◆ EXERCISE OBJECTIVE ◆
Extract all data as written.

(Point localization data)
------------------------

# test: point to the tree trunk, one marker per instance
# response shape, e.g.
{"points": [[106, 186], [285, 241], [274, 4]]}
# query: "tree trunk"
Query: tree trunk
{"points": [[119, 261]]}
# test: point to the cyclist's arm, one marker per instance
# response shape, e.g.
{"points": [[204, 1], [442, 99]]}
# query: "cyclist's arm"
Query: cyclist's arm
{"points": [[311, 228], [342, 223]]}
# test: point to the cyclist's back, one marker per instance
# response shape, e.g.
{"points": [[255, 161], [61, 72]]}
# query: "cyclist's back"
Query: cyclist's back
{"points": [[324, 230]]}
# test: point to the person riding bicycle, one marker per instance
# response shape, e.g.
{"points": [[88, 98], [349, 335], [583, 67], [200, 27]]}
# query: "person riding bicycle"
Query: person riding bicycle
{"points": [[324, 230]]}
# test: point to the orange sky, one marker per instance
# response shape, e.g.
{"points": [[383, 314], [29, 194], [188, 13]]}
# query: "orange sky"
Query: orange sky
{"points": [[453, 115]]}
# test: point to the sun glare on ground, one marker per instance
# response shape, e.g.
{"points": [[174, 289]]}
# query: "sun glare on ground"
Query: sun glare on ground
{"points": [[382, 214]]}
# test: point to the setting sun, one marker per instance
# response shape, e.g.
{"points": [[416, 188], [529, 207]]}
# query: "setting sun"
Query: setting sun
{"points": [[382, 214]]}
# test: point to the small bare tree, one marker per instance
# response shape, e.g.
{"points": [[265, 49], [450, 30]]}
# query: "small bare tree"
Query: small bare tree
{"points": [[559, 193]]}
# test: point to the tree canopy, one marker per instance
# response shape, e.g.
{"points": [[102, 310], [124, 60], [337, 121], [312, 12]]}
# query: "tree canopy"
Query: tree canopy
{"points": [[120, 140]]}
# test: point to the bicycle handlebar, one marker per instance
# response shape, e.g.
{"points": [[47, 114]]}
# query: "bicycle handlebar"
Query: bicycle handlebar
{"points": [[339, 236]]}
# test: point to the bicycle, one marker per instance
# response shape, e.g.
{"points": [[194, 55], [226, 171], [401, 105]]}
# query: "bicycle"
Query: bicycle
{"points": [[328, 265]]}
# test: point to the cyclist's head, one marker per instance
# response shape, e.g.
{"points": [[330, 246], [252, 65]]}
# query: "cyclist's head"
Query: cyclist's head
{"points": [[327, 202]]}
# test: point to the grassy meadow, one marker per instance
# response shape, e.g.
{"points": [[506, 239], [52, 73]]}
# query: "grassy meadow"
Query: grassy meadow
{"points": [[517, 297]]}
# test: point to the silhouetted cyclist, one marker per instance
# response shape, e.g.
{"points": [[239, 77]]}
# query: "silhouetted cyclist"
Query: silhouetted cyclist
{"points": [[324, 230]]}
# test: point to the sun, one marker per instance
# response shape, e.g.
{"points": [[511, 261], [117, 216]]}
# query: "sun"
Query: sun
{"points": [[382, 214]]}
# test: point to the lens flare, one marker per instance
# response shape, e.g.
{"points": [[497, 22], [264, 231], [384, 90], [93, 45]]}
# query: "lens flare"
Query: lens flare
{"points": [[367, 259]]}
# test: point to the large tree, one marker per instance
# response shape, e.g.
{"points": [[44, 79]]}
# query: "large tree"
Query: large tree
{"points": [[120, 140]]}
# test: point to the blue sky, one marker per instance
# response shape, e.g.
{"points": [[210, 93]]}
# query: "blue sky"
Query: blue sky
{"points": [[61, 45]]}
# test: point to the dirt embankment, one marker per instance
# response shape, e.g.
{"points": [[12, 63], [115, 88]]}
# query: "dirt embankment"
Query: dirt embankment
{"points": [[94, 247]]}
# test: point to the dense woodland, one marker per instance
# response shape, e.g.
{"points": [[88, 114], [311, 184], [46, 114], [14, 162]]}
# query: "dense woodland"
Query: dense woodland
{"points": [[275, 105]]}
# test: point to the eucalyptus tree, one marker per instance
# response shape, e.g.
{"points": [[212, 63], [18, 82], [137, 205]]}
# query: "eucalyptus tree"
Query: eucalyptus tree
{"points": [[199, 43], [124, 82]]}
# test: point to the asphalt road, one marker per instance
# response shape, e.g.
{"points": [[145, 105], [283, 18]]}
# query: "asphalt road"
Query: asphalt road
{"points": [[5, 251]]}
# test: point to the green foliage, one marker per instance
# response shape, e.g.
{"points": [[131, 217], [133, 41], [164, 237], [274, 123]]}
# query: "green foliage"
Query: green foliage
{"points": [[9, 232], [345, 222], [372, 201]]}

------------------------

◆ OUTPUT FOR THIS EXERCISE ◆
# test: point to the tree trunk, one marker per instance
# response shape, e.g.
{"points": [[106, 186], [285, 241], [274, 4]]}
# query: "tree trunk"
Query: tree trunk
{"points": [[119, 261]]}
# test: point to the cyclist's arm, one marker per instance
# response shape, e.g.
{"points": [[204, 1], [442, 99]]}
# query: "cyclist's arm"
Query: cyclist's arm
{"points": [[311, 228], [342, 223]]}
# test: point to the cyclist's back, one marker per instance
# response shape, e.g.
{"points": [[255, 161], [61, 72]]}
# query: "cyclist's back"
Query: cyclist's back
{"points": [[324, 230]]}
# test: point to the person riding bicycle, one marker per instance
# response shape, e.g.
{"points": [[88, 98], [349, 335], [583, 67], [200, 27]]}
# query: "person riding bicycle"
Query: person riding bicycle
{"points": [[324, 230]]}
# test: point to the orange sky, one marker per instance
# response shape, e.g.
{"points": [[383, 314], [29, 194], [188, 13]]}
# query: "orange sky"
Query: orange sky
{"points": [[453, 115]]}
# test: point to the sun glare on ground, one marker per instance
# response shape, e.g.
{"points": [[174, 289]]}
# query: "sun glare on ground"
Query: sun glare on ground
{"points": [[382, 214]]}
# test: point to the setting sun, one marker per instance
# response shape, e.g.
{"points": [[416, 188], [529, 207]]}
# query: "setting sun"
Query: setting sun
{"points": [[382, 214]]}
# test: point to the small bare tree, one marker per instance
# response shape, e.g.
{"points": [[265, 49], [450, 30]]}
# query: "small bare tree"
Query: small bare tree
{"points": [[559, 193]]}
# test: point to the tree canopy, one marker per instance
# response shape, e.g.
{"points": [[102, 310], [124, 60], [337, 121], [312, 12]]}
# query: "tree canopy"
Query: tree canopy
{"points": [[120, 140]]}
# test: point to the bicycle handlebar, one marker per instance
# response shape, e.g.
{"points": [[47, 114]]}
# query: "bicycle handlebar"
Query: bicycle handlebar
{"points": [[339, 236]]}
# test: point to the bicycle, one marker per instance
# response shape, e.g.
{"points": [[194, 55], [226, 171], [401, 105]]}
# query: "bicycle"
Query: bicycle
{"points": [[328, 265]]}
# test: point to the cyclist's head, one marker per instance
# response shape, e.g.
{"points": [[330, 246], [252, 65]]}
# query: "cyclist's head"
Query: cyclist's head
{"points": [[327, 202]]}
# test: point to the grassy meadow, one marker per instance
# response shape, e.g.
{"points": [[506, 239], [52, 73]]}
# query: "grassy meadow"
Query: grassy meadow
{"points": [[517, 297]]}
# test: point to the silhouetted cyclist, one marker per instance
# response shape, e.g.
{"points": [[239, 77]]}
# query: "silhouetted cyclist"
Query: silhouetted cyclist
{"points": [[324, 230]]}
# test: point to the sun, one marker per instance
# response shape, e.g.
{"points": [[511, 261], [117, 216]]}
# query: "sun"
Query: sun
{"points": [[382, 214]]}
# test: point to the lens flare, one marker per instance
# response shape, e.g.
{"points": [[497, 22], [264, 231], [384, 90], [93, 45]]}
# query: "lens flare"
Query: lens flare
{"points": [[367, 259]]}
# test: point to the large tree, one marker per instance
# response shape, e.g.
{"points": [[44, 79]]}
# query: "large tree"
Query: large tree
{"points": [[120, 140]]}
# test: point to the blue sky, one marker per instance
# response shape, e.g.
{"points": [[210, 93]]}
# query: "blue sky"
Query: blue sky
{"points": [[61, 45]]}
# test: point to the dirt embankment, one marker per instance
# response shape, e.g.
{"points": [[12, 63], [115, 88]]}
# query: "dirt embankment"
Query: dirt embankment
{"points": [[94, 247]]}
# test: point to the dense woodland, one marker per instance
# response shape, e.g.
{"points": [[88, 114], [311, 184], [46, 114], [14, 162]]}
# query: "dense woodland"
Query: dense woodland
{"points": [[275, 105]]}
# test: point to the eucalyptus tree, one marker per instance
# response shape, e.g.
{"points": [[212, 63], [18, 82], [137, 205]]}
# query: "eucalyptus tree"
Query: eucalyptus tree
{"points": [[199, 43], [124, 82]]}
# test: point to the asphalt road, one marker per instance
# response shape, e.g.
{"points": [[145, 105], [283, 18]]}
# query: "asphalt road"
Query: asphalt road
{"points": [[5, 251]]}
# test: point to the green foliage, one marker per instance
# response shape, e.g.
{"points": [[131, 217], [133, 41], [164, 237], [274, 123]]}
# query: "green foliage"
Query: green foliage
{"points": [[9, 232], [345, 222], [372, 201]]}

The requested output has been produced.